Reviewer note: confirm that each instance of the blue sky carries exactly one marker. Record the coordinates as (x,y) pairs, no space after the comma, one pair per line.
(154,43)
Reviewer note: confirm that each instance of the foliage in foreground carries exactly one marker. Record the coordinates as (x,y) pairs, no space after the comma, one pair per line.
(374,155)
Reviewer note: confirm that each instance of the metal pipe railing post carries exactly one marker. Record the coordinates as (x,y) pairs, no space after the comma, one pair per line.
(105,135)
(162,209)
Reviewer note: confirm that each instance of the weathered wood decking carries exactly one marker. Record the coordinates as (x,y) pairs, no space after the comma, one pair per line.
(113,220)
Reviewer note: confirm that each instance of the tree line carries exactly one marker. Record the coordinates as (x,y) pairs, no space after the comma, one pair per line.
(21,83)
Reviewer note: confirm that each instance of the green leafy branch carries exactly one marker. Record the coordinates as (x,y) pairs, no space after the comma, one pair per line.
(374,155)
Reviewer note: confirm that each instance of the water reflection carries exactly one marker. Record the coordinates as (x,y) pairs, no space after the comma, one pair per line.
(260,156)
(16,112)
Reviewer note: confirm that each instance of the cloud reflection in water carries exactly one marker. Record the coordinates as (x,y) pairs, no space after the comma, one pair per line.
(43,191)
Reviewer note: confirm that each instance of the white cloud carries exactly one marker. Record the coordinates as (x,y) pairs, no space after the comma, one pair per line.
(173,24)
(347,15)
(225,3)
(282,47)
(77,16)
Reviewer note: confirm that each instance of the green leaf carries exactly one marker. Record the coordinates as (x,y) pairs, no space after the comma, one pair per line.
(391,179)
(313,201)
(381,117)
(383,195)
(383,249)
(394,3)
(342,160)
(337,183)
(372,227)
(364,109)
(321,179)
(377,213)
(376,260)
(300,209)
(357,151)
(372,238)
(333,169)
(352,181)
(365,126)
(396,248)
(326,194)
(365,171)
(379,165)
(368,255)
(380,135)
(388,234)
*****
Each line of the material above is to be retyped verbatim.

> _Written response_
Reviewer note: confirm that each instance of the blue sky carries exactly one marker. Record the coordinates as (x,y) pairs, no space after the comma, one pair per line.
(154,43)
Reviewer note: confirm that each instance of the foliage in foreground carries exactly one marker. Record the coordinates as (x,y) pairs, no space after the comma, one pair per line.
(374,155)
Reviewer note: confirm that each instance of the metal pipe railing post carries exactly one marker. Record the coordinates as (x,y) pairs, no space after the comma, one pair per line.
(105,135)
(162,209)
Reviewer note: confirm that each instance of the weathered wood decking carries exactly one marker. Record the coordinates as (x,y) pairs, no space after the comma, one pair per line.
(113,220)
Reviewer note: confirm that each instance of the tree line carries exactly one marker. Record the coordinates as (x,y) pairs, no space after the comma, one pair per line.
(21,83)
Reviewer note: confirm that each instance of the green leafy branch carries exactly one marker. Record the coordinates as (x,y) pairs, no space after the comma, one pair per line.
(374,155)
Reviewer note: confirm that each instance of the water reflection carries exactly one marker. Record the coordinates as (x,y) pairs, no space after the comma, one pair per line.
(260,156)
(16,112)
Reviewer note: confirm that each instance of the cloud reflection in water carries exactly one marker. Record the coordinates as (x,y) pairs, no space after the comma, one pair per line.
(43,191)
Reviewer note: confirm that each instance of the white cloud carries exactly one marker. Record the coordinates as (x,y) pairs, no space after the comma, one pair per line.
(173,24)
(347,15)
(225,3)
(282,47)
(77,16)
Reviewer note: confirm that each instance of the green leaf carries exactly one marker. Record the coordinates as (x,y) pairs, no space after the comma, one pair per line.
(391,179)
(313,201)
(381,117)
(383,195)
(383,249)
(394,3)
(342,160)
(337,183)
(372,227)
(364,109)
(321,179)
(377,213)
(376,260)
(300,209)
(357,151)
(372,238)
(333,169)
(352,181)
(365,126)
(396,248)
(326,194)
(365,171)
(379,165)
(368,255)
(380,135)
(388,234)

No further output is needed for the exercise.